- **WHAT YOU HAVE TO DO**:
Quote all of the data that follows exactly as written, skipping the images.

-- Begin EXTRACTED RECORDS --

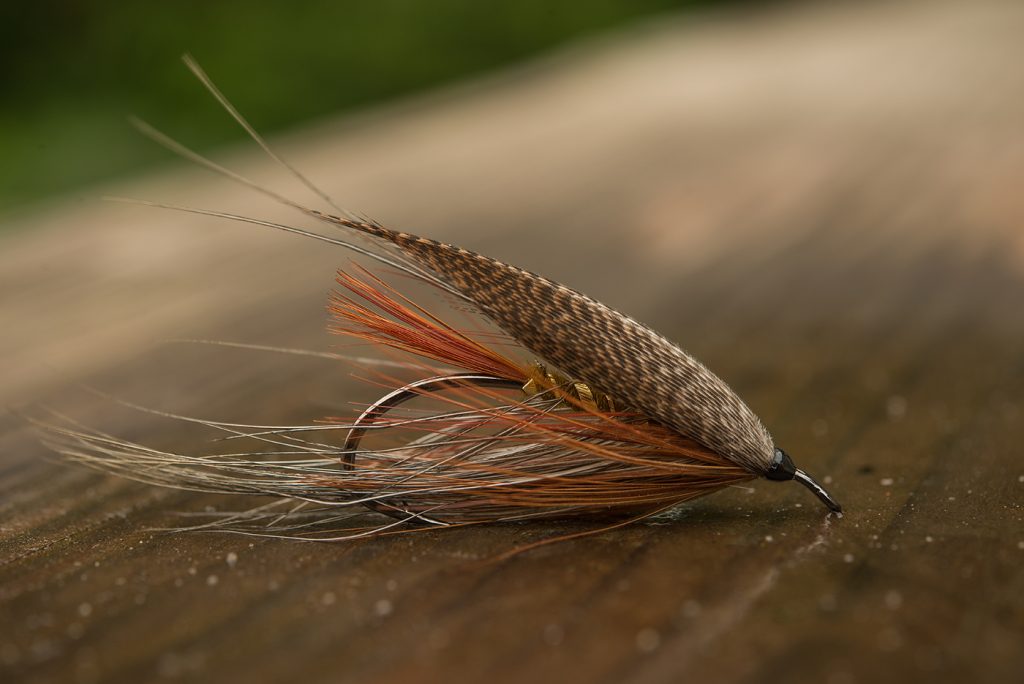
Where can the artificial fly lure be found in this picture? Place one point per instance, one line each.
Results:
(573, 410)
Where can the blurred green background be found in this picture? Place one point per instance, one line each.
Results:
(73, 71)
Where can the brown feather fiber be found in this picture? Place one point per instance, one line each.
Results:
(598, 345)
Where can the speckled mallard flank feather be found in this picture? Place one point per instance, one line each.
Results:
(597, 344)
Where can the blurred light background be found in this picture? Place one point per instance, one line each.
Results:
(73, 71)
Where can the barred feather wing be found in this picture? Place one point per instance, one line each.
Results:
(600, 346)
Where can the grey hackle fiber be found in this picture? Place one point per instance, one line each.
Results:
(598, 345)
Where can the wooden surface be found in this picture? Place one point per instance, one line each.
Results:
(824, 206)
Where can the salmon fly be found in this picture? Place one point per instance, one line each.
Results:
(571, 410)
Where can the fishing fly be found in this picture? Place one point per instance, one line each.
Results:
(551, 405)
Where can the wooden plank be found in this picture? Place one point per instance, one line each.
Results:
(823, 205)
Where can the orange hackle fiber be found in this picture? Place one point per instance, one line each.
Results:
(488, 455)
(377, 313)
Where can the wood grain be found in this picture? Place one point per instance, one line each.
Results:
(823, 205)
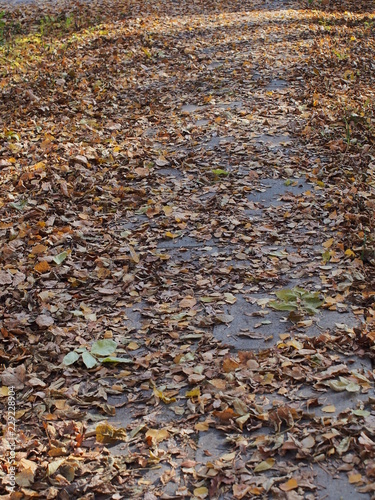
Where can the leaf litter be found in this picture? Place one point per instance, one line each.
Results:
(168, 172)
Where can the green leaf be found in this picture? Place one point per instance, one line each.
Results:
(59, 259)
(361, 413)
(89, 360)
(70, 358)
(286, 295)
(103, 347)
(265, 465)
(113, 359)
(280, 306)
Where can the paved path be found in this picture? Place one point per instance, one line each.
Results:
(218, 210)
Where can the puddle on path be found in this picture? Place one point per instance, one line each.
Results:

-- End EXTRACTED RECORDS --

- **FULL SOLUTION**:
Where can the artificial fly lure be found in this picture? Place one point per instance, one line each.
Results:
(573, 410)
Where can the blurred green background be found in this picture? Place one point per instance, one line each.
Results:
(73, 71)
Where can the brown feather fiber be found in this picture? Place one point per instance, one line each.
Results:
(598, 345)
Where can the speckled mallard flank feather be found in this picture? Place one point per instance, one line each.
Results:
(597, 344)
Where can the blurred light background be found in this picture? Place one point per instance, one line each.
Results:
(73, 71)
Where can the barred feather wing be found in this picture? Place one point per instance, one line each.
Results:
(600, 346)
Where can the grey hackle fiber be found in this picture? Place one point per instance, one line each.
Results:
(598, 345)
Where can the wooden surface be found in this picture? Place one point per instance, one line each.
Results:
(824, 206)
Where can the salmon fly be found in this picture? Place one point per instance, one line each.
Results:
(571, 410)
Where can the fishing fly be found in this picture? Place one point per instance, one line each.
Results:
(551, 405)
Where can the wooden plank be found in this picture? Place one point per instance, one line each.
Results:
(823, 205)
Where can the orange hackle fiber be found in this picture? Place one point per instance, one line each.
Results:
(488, 455)
(377, 313)
Where can the wood grain be found in this picture? Place one point per instance, one line each.
Results:
(823, 205)
Where can the leaf litter be found in this picture? Place one point per instance, one line each.
Results:
(168, 172)
Where can the green leaf be found in this picture? Place one point per instance, one line each.
Results:
(59, 259)
(361, 413)
(89, 360)
(70, 358)
(286, 295)
(103, 347)
(265, 465)
(113, 359)
(280, 306)
Where can the paved path be found in this picture? Place one point per instance, one line each.
Results:
(218, 210)
Where can the puddle on path be found in this picture? Place one point per instance, one line each.
Results:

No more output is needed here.